▶ [Aim]: Identify each line in the records below that contains the word "roof", and copy those lines out.

▶ [Material supplied]:

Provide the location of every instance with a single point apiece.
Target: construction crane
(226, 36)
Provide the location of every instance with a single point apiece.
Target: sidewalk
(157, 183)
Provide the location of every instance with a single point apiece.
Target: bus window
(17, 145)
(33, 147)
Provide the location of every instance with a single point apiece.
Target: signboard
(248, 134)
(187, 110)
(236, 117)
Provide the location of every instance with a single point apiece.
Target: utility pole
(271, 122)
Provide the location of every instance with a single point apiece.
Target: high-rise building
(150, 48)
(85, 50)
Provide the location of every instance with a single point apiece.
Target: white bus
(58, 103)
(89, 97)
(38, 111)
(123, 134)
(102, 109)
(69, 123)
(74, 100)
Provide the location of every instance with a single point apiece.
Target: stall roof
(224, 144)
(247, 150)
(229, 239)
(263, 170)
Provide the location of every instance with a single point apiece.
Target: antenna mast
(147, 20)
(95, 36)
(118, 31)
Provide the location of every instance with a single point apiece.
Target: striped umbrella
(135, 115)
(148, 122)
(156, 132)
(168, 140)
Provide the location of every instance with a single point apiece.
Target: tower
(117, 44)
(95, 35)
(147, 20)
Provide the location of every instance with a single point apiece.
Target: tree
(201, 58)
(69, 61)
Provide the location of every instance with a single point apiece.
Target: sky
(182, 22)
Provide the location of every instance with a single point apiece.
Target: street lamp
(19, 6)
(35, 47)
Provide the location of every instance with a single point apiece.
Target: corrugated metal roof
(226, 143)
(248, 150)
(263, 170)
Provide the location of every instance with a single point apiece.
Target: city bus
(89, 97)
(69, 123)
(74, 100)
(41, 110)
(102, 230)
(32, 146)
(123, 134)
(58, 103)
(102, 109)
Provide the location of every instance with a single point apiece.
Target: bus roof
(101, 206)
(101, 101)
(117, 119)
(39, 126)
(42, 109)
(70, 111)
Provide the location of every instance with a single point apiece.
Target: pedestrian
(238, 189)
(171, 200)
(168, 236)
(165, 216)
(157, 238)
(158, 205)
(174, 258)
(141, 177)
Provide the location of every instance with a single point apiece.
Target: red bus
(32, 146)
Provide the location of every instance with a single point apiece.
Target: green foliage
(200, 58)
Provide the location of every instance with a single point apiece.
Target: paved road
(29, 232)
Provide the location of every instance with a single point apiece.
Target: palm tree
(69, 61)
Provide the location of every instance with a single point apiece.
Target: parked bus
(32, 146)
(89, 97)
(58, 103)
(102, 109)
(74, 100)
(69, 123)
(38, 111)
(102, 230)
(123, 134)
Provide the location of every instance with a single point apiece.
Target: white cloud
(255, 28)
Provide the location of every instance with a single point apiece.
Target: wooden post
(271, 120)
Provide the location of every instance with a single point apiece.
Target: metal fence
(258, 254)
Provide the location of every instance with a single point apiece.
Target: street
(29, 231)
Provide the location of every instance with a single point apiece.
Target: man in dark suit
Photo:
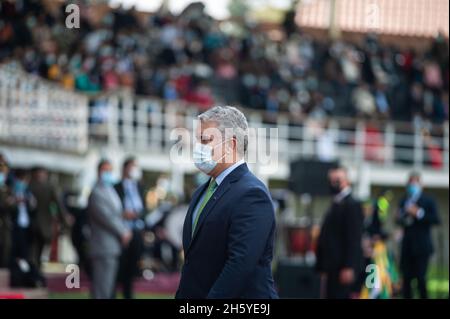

▶ [Completed task]:
Target: stall roof
Target: corrugated metal roof
Target: bus roof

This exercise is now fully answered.